■ **Description of the task**:
Which lines of the material below contain the word "with"? Return each such line in full, treating uppercase and lowercase as different.

■ **Dataset excerpts**:
....

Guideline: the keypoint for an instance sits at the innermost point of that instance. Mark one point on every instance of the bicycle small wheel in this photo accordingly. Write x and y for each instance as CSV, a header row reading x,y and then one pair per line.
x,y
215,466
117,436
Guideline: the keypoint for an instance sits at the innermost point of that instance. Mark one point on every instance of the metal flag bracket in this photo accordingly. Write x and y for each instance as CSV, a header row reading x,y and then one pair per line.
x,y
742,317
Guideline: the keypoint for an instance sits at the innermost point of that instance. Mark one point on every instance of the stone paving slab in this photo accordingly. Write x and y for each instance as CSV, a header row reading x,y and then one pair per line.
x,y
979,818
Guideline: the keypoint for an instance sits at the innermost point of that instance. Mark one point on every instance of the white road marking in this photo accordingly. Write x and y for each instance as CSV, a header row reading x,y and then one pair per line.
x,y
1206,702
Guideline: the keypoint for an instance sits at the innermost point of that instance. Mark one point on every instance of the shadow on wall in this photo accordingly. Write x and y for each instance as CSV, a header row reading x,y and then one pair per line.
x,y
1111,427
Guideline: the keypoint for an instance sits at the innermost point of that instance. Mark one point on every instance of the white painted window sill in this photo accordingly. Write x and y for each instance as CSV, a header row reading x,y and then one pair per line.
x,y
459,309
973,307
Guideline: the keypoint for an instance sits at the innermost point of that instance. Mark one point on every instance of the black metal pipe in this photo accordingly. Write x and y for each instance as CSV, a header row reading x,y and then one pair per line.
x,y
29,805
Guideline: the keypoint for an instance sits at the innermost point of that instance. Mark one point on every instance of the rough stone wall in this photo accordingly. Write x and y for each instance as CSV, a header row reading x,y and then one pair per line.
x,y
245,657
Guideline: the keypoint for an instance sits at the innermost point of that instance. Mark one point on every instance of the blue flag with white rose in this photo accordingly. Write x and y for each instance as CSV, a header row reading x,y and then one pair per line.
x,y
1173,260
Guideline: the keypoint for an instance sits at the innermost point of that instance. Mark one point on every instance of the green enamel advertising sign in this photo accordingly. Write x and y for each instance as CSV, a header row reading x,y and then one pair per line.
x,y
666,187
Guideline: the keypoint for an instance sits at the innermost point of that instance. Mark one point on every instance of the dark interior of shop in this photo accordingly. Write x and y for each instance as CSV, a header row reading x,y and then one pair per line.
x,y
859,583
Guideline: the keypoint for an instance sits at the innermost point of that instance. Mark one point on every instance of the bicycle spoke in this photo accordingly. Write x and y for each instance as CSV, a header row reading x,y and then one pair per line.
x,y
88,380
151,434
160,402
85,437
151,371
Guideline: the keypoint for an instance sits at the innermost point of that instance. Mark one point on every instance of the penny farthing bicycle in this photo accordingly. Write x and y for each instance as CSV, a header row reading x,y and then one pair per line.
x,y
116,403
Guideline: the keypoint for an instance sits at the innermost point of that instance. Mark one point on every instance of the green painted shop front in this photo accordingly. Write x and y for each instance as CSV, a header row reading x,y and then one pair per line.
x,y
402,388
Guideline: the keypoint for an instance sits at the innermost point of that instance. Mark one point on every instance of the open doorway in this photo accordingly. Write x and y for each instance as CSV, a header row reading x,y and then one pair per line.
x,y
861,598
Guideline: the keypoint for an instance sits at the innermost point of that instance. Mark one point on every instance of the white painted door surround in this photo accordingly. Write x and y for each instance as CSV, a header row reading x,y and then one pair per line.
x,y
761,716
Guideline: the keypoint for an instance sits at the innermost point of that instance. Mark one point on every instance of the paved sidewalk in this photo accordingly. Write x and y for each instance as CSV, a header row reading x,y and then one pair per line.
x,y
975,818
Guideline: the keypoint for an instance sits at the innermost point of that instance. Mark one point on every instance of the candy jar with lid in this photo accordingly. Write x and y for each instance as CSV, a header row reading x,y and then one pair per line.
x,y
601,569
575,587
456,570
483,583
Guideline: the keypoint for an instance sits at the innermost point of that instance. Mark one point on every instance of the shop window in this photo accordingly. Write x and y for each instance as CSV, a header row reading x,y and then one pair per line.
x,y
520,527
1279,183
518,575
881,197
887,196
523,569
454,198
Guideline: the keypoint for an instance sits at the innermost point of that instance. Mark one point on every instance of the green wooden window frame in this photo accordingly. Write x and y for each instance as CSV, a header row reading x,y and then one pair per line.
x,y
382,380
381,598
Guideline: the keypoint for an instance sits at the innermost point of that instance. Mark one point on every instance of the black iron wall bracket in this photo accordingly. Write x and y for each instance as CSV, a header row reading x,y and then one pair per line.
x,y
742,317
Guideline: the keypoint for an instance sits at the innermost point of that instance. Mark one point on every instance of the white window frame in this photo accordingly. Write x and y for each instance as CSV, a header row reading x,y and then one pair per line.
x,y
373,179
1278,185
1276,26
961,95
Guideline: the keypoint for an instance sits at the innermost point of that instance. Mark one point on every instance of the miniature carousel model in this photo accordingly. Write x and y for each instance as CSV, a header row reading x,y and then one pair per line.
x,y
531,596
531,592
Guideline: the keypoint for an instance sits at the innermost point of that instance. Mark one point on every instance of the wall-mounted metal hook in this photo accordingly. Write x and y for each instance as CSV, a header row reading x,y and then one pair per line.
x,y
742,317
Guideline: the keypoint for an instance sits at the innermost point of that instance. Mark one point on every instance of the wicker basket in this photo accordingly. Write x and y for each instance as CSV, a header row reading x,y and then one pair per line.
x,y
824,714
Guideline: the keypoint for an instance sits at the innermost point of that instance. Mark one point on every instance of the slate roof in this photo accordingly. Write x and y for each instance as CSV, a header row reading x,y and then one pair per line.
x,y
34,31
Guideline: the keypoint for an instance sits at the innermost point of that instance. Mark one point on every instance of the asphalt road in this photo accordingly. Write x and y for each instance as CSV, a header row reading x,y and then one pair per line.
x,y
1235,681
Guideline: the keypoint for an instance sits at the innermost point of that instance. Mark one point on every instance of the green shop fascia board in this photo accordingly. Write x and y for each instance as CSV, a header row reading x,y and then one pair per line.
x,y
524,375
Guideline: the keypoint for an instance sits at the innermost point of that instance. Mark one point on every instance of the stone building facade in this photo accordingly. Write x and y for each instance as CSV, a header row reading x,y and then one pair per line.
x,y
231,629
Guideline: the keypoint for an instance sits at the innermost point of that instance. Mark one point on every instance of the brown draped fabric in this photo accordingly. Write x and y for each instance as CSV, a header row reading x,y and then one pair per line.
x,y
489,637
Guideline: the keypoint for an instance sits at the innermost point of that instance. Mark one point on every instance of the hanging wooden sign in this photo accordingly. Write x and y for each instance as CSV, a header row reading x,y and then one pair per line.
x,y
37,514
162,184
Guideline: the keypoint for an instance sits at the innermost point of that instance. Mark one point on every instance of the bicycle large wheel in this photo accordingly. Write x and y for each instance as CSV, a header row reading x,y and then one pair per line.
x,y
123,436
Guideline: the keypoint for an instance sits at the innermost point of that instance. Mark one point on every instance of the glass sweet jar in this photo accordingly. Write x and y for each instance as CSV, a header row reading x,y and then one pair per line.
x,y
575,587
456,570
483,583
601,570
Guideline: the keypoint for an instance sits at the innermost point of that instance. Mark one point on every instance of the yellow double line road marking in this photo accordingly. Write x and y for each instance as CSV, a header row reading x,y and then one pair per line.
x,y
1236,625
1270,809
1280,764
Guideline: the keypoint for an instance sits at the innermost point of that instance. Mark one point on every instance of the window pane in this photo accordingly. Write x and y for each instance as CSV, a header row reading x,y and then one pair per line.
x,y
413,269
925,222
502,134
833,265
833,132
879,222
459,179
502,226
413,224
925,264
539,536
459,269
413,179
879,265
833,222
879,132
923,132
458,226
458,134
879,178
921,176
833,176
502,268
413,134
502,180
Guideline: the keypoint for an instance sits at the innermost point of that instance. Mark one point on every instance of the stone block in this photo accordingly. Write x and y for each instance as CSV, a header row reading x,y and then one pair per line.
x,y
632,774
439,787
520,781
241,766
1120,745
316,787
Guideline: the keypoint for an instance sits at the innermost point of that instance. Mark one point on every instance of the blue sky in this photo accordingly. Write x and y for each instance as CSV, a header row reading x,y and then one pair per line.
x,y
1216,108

....

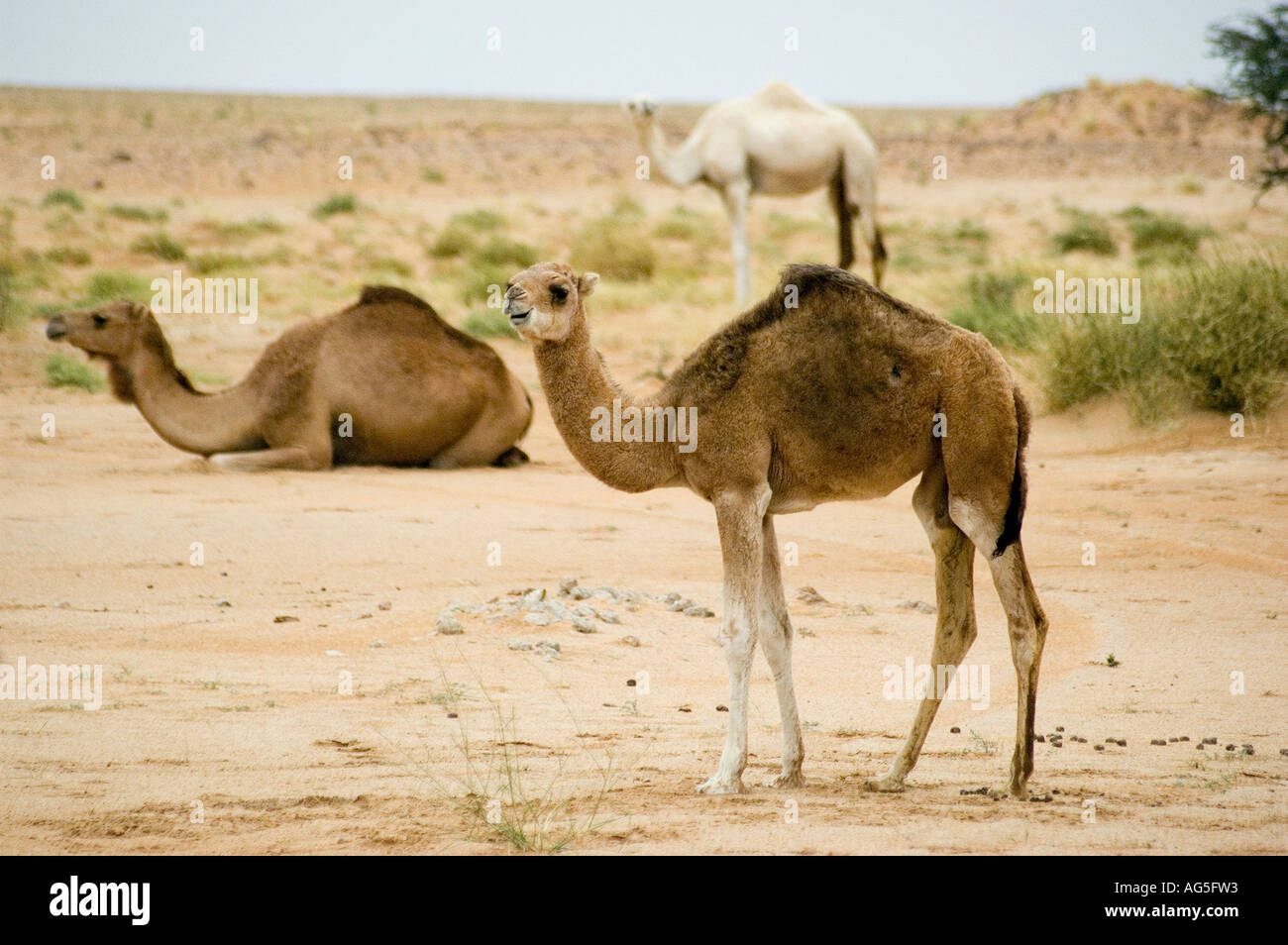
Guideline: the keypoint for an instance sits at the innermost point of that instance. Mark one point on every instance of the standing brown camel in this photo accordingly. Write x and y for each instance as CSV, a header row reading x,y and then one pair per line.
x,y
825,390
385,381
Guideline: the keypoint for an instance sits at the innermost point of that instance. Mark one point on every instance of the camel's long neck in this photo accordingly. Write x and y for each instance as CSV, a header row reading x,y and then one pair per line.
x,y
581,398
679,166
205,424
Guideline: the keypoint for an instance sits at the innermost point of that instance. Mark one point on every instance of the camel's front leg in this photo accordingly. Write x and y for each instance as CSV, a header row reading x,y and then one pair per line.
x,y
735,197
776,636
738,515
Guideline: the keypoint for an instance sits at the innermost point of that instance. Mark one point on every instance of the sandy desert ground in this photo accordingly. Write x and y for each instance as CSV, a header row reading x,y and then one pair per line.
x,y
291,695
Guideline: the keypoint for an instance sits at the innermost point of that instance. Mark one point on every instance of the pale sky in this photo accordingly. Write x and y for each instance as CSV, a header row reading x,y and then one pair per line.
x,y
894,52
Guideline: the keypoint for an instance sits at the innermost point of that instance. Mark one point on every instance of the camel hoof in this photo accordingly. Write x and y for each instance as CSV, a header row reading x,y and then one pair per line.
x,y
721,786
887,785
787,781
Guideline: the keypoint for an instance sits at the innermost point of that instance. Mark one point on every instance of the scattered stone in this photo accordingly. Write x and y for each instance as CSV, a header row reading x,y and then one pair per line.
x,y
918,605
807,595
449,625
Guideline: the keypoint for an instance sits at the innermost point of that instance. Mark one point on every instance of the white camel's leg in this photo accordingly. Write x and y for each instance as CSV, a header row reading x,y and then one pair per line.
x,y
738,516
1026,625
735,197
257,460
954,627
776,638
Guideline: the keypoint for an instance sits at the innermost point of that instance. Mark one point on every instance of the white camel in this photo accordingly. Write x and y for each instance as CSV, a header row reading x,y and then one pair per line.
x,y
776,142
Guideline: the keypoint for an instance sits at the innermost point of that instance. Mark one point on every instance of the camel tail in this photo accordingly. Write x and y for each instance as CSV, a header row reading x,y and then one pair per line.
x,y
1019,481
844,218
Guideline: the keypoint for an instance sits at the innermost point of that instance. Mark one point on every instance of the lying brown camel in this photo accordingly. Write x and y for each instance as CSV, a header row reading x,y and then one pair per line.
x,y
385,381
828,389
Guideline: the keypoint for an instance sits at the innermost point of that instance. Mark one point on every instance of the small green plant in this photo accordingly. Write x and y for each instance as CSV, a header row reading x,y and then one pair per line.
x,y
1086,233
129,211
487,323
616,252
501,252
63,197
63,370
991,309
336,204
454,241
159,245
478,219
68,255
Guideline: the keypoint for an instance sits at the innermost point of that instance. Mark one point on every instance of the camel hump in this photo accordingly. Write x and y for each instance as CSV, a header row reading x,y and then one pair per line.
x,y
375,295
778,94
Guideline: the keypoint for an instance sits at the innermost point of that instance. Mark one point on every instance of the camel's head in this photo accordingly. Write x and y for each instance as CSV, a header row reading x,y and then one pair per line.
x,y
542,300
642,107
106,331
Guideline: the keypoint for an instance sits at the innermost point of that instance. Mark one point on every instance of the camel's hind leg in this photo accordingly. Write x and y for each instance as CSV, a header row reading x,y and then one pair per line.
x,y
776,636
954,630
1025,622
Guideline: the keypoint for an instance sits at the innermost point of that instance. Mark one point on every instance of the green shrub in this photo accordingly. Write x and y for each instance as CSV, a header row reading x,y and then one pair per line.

....

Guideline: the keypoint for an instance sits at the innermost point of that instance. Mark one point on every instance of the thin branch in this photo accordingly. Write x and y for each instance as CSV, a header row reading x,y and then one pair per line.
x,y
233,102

....

■ **Correct output**:
Guideline: the keypoint for an instance sits at the innermost point of that instance. Mark one point on every instance of the blue flag with white rose in this photo accordingly. Write x and y for each instance as CSV, a header row reading x,y and then one pair per line.
Guideline: the keypoint for an instance sits at the innermost point of that instance. Mark one point on every instance of the candy jar with lid in this photo accordingly. Write x and y for each instance as CSV, a header row reading x,y and then one pair per line.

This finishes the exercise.